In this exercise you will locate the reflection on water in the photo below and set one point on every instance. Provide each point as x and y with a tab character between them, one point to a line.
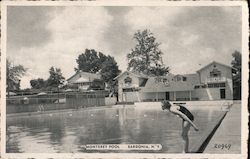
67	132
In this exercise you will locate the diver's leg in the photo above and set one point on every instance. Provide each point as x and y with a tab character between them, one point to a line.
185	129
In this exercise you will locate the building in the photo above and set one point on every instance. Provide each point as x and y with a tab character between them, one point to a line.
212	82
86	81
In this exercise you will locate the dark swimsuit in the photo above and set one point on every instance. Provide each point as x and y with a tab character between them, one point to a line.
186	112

---

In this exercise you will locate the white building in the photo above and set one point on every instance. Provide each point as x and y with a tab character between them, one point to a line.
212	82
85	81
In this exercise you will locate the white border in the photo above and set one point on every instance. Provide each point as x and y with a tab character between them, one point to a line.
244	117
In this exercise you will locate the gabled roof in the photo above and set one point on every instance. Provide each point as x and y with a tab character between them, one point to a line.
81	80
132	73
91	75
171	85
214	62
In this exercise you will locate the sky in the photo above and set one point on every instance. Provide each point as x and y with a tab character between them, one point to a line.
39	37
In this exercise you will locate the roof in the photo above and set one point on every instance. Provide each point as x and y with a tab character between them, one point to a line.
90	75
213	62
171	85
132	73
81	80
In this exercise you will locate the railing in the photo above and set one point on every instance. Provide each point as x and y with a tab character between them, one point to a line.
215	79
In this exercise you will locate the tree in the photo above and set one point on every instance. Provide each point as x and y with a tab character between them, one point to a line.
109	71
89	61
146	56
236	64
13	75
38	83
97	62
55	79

--

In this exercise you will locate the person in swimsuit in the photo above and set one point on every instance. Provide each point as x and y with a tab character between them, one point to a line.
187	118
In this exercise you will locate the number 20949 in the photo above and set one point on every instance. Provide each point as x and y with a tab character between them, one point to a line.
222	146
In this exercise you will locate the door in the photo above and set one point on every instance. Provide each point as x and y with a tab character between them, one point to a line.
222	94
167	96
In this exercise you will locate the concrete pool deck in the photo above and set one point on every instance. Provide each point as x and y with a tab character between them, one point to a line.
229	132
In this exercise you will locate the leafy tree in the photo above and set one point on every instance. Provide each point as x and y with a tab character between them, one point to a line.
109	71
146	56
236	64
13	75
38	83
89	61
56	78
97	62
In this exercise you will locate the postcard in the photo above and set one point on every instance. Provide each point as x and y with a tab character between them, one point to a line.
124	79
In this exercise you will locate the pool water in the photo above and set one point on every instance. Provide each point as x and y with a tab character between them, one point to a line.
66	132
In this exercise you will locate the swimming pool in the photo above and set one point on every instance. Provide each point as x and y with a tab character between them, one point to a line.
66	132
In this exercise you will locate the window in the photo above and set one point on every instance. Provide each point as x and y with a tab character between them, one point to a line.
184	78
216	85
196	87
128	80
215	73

Aufgabe: Suche aus den Datensätzen oben jede Zeile heraus, in der die Zeichenfolge „below“ vorkommt, und schreibe diese Zeilen unverändert ab. Groß- und Kleinschreibung wird unterschieden.

Richtige Lösung:
In this exercise you will locate the reflection on water in the photo below and set one point on every instance. Provide each point as x and y with a tab character between them, one point to a line.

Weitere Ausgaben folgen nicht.